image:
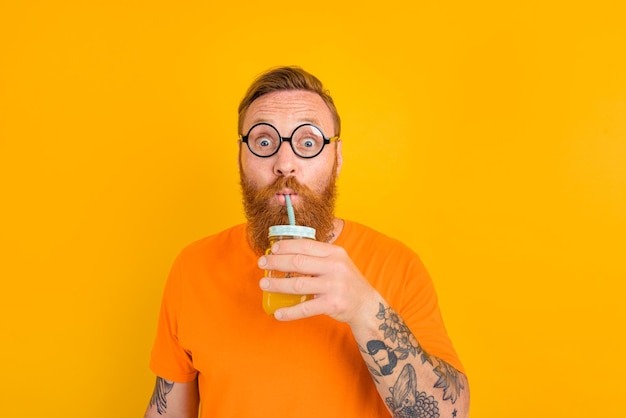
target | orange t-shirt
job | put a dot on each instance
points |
(248, 364)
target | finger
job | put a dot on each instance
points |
(302, 310)
(301, 285)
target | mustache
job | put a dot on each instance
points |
(282, 183)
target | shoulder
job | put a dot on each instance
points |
(230, 238)
(358, 236)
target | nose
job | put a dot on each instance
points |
(285, 163)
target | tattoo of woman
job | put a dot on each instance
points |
(161, 389)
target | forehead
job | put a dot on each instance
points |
(288, 109)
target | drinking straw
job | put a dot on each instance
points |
(290, 215)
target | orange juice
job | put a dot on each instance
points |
(271, 300)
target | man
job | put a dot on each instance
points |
(217, 350)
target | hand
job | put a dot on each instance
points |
(340, 289)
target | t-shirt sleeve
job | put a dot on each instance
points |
(168, 358)
(420, 311)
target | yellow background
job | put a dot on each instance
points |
(490, 136)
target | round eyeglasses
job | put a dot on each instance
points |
(307, 140)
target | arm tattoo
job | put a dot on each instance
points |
(399, 342)
(407, 402)
(161, 389)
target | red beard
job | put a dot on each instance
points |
(312, 209)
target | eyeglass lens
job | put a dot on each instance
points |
(306, 140)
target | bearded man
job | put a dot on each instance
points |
(216, 352)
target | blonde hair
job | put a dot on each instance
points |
(287, 78)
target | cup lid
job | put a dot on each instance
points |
(292, 230)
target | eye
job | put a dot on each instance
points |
(263, 142)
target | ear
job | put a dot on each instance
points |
(339, 156)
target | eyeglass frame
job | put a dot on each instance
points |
(244, 139)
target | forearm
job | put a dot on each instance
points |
(410, 381)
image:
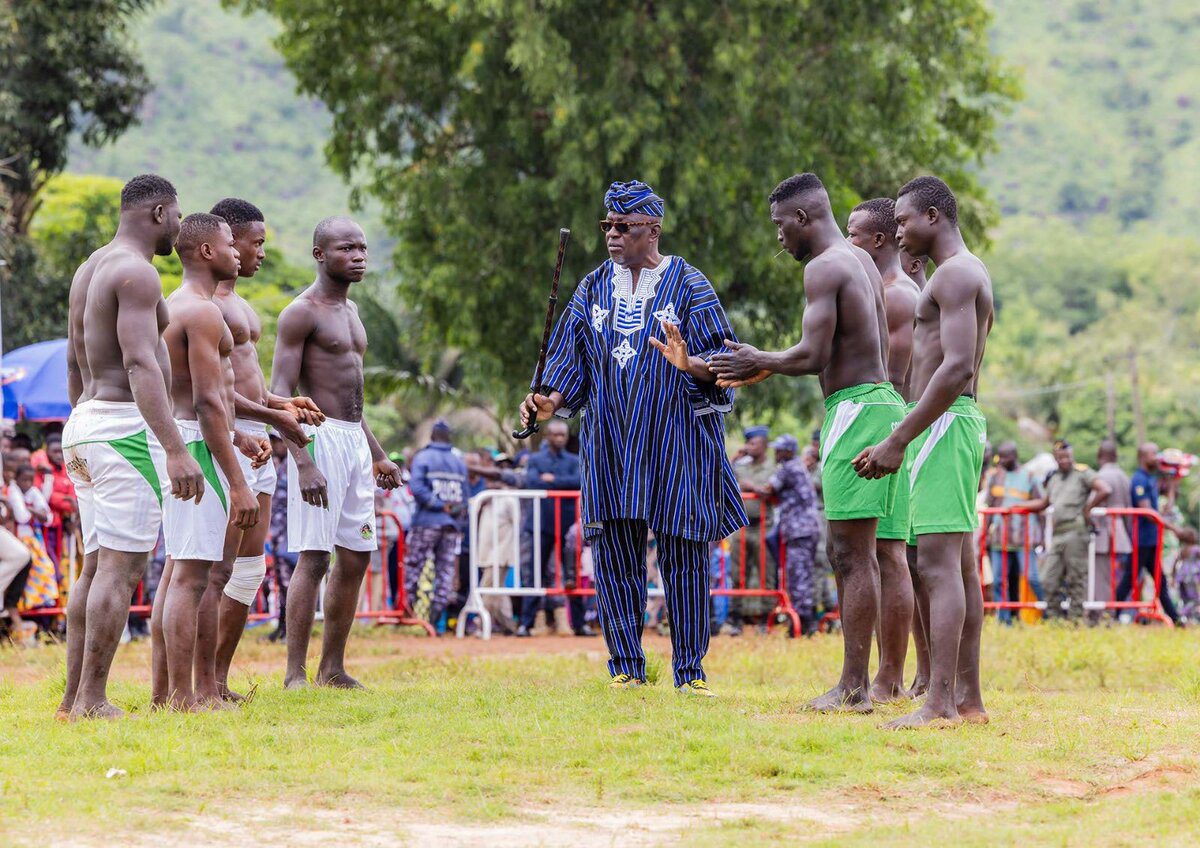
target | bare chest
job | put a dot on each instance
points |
(241, 320)
(341, 334)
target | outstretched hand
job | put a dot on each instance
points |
(257, 449)
(304, 410)
(387, 474)
(749, 382)
(540, 406)
(675, 348)
(880, 461)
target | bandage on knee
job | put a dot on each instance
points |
(246, 578)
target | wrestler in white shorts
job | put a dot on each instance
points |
(261, 480)
(195, 530)
(119, 471)
(340, 450)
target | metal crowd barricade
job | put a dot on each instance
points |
(501, 584)
(1141, 608)
(264, 608)
(990, 515)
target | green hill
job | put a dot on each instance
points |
(225, 119)
(1110, 122)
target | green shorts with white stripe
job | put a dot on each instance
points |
(857, 418)
(945, 465)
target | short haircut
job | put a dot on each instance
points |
(238, 212)
(881, 215)
(929, 191)
(198, 228)
(322, 230)
(798, 184)
(147, 190)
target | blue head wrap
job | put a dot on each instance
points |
(633, 198)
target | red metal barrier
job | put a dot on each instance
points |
(738, 587)
(990, 515)
(1152, 608)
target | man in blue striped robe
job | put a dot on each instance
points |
(630, 355)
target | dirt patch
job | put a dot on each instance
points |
(1123, 777)
(382, 828)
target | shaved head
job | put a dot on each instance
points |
(330, 228)
(199, 228)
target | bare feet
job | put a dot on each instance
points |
(231, 696)
(337, 680)
(888, 693)
(925, 716)
(839, 699)
(100, 710)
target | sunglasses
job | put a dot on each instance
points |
(623, 227)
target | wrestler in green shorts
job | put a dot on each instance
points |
(856, 419)
(945, 465)
(895, 524)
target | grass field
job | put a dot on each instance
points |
(1095, 740)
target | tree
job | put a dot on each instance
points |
(483, 126)
(64, 67)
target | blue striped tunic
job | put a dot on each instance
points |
(652, 437)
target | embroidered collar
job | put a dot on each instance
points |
(647, 281)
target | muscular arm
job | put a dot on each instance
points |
(815, 348)
(377, 453)
(955, 296)
(75, 379)
(294, 325)
(137, 332)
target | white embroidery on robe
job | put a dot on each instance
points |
(667, 314)
(629, 305)
(598, 317)
(623, 353)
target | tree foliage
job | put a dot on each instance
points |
(483, 126)
(64, 67)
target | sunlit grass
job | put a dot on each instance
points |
(1093, 733)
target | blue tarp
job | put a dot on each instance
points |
(35, 382)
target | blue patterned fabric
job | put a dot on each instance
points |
(619, 557)
(634, 197)
(652, 438)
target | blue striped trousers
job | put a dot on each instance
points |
(618, 552)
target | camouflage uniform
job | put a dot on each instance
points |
(439, 545)
(1065, 573)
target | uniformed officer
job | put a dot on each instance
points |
(1073, 491)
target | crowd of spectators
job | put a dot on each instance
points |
(1038, 552)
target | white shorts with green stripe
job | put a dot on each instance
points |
(119, 469)
(192, 530)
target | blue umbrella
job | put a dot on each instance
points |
(35, 382)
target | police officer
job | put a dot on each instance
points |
(439, 486)
(1073, 492)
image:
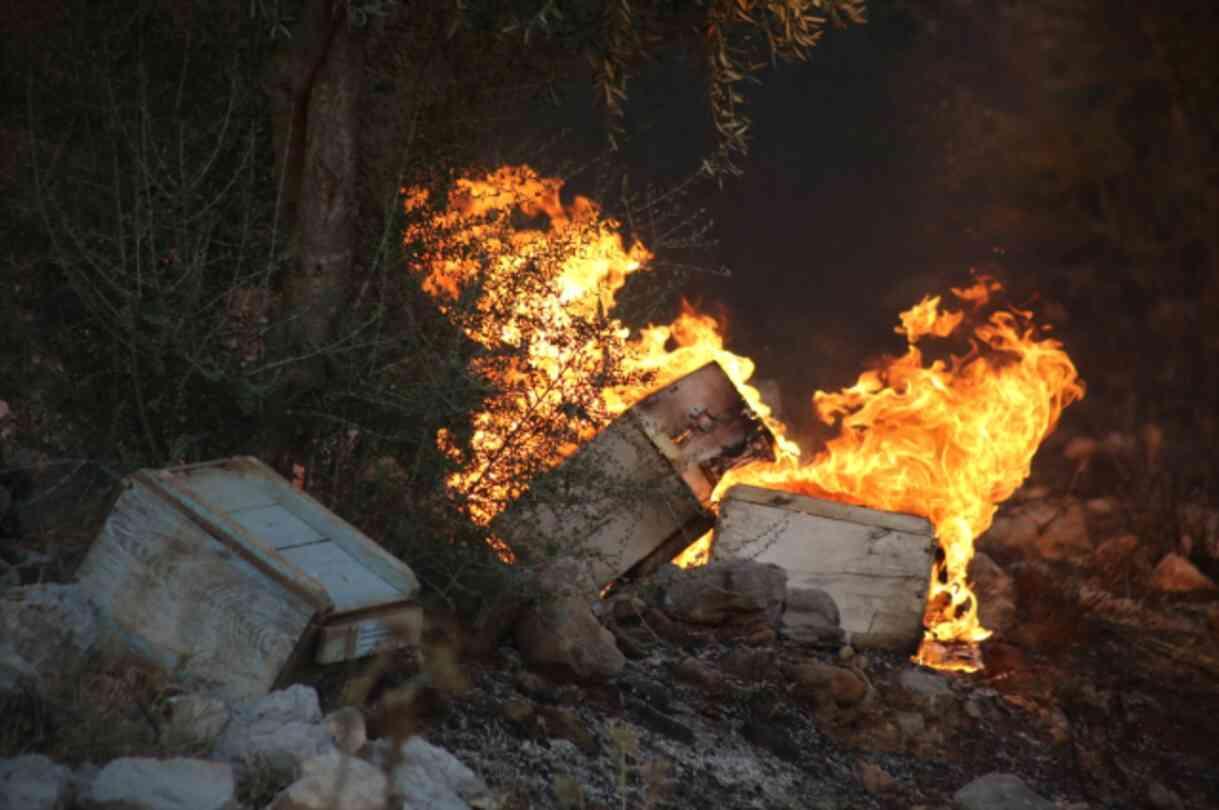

WHAT YOU WILL DO: Report how many lines in the items above contain the string "hand", counting only matches with the same capitalization. Reply with the number alone.

EXERCISE OUTPUT: 2